--- Ejercicio ---
Reproduce palabra por palabra el fragmento sobre el vestuario que aparece a continuación, desde el título hasta la última frase.

--- Fragmento proporcionado ---
__________________________________________________

La chaqueta de Tesman.
El vestuario es un desastre. Caprile ha hecho cosas estupendas con el mismo Vasco (por ejemplo, Las bizarrías de Belisa o el propio Malentendido, en el extremo opuesto de sencillez y discreción). Aquí hay alguna pieza excelente, pero ni casan entre sí ni encajan con el relato. Empecemos por lo más espectacular: Hedda. Aparece en escena pirotécnica, con las hechuras de Cayetana Guillén Cuervo, con ese vestido de la foto, veinte centímetros de tacón (no exagero) y una melena de ondas como esculpidas en su fijeza (la melena hace un curioso efecto de solidez, como si fuera de cera) y de un rubio intenso que adquiere matices de oro viejo bajo algunos efectos de iluminación. Espectacular, ya lo he dicho. Y todo muy apropiado... si la protagonista tuviera que sustituir a Mónica Naranjo en una actuación en Pachá. El aspecto no se habla con el personaje de Hedda ni con la ambientación de conjunto. Que, por cierto, no existe. Yo no fui capaz de percibir una intención común, ni visual ni de época concreta; el vestido de Hedda (también el negro que se pone después) podría encajar con la intención aparentemente Decó o Secesión o similar. El de la tía es el único que se ajustaria quizá a lo que esperaríamos de la época de escritura de la pieza. Los trajes de Brack y Lovborg no tienen connotación temporal, casi podrían ponérselos ahora. Tesman se pasea por casa ataviado con unas gafas y una chaqueta mostaza que le hacen parecer Cary Grant en una de esas comedias amables de los años cuarenta. Y el vestido de Thea... el vestido rosa de Thea es sencillamente horroroso, y le sienta como un tiro. Vale, esta pobre mujer es todo lo contrario de la elegante Hedda, y eso se habrá querido decir con este vestido. Pero en teatro la justificación no basta. Si lo que el espectador piensa en la entrada del personaje es "buf, qué vestido más horroroso", no hemos contribuido a la composición del carácter, sino a expulsar de la ficción al espectador. Algún día hablaremos más sobre esto.

__________________________________________________

--- Información mostrada ---
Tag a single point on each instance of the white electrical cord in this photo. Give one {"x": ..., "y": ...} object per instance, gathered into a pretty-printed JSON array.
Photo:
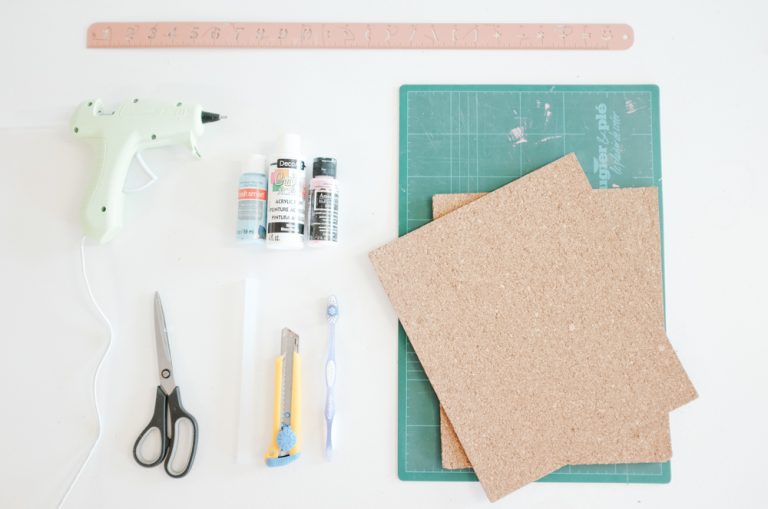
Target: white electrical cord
[{"x": 103, "y": 316}]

__________________________________________________

--- Resultado ---
La chaqueta de Tesman.
El vestuario es un desastre. Caprile ha hecho cosas estupendas con el mismo Vasco (por ejemplo, Las bizarrías de Belisa o el propio Malentendido, en el extremo opuesto de sencillez y discreción). Aquí hay alguna pieza excelente, pero ni casan entre sí ni encajan con el relato. Empecemos por lo más espectacular: Hedda. Aparece en escena pirotécnica, con las hechuras de Cayetana Guillén Cuervo, con ese vestido de la foto, veinte centímetros de tacón (no exagero) y una melena de ondas como esculpidas en su fijeza (la melena hace un curioso efecto de solidez, como si fuera de cera) y de un rubio intenso que adquiere matices de oro viejo bajo algunos efectos de iluminación. Espectacular, ya lo he dicho. Y todo muy apropiado... si la protagonista tuviera que sustituir a Mónica Naranjo en una actuación en Pachá. El aspecto no se habla con el personaje de Hedda ni con la ambientación de conjunto. Que, por cierto, no existe. Yo no fui capaz de percibir una intención común, ni visual ni de época concreta; el vestido de Hedda (también el negro que se pone después) podría encajar con la intención aparentemente Decó o Secesión o similar. El de la tía es el único que se ajustaria quizá a lo que esperaríamos de la época de escritura de la pieza. Los trajes de Brack y Lovborg no tienen connotación temporal, casi podrían ponérselos ahora. Tesman se pasea por casa ataviado con unas gafas y una chaqueta mostaza que le hacen parecer Cary Grant en una de esas comedias amables de los años cuarenta. Y el vestido de Thea... el vestido rosa de Thea es sencillamente horroroso, y le sienta como un tiro. Vale, esta pobre mujer es todo lo contrario de la elegante Hedda, y eso se habrá querido decir con este vestido. Pero en teatro la justificación no basta. Si lo que el espectador piensa en la entrada del personaje es "buf, qué vestido más horroroso", no hemos contribuido a la composición del carácter, sino a expulsar de la ficción al espectador. Algún día hablaremos más sobre esto.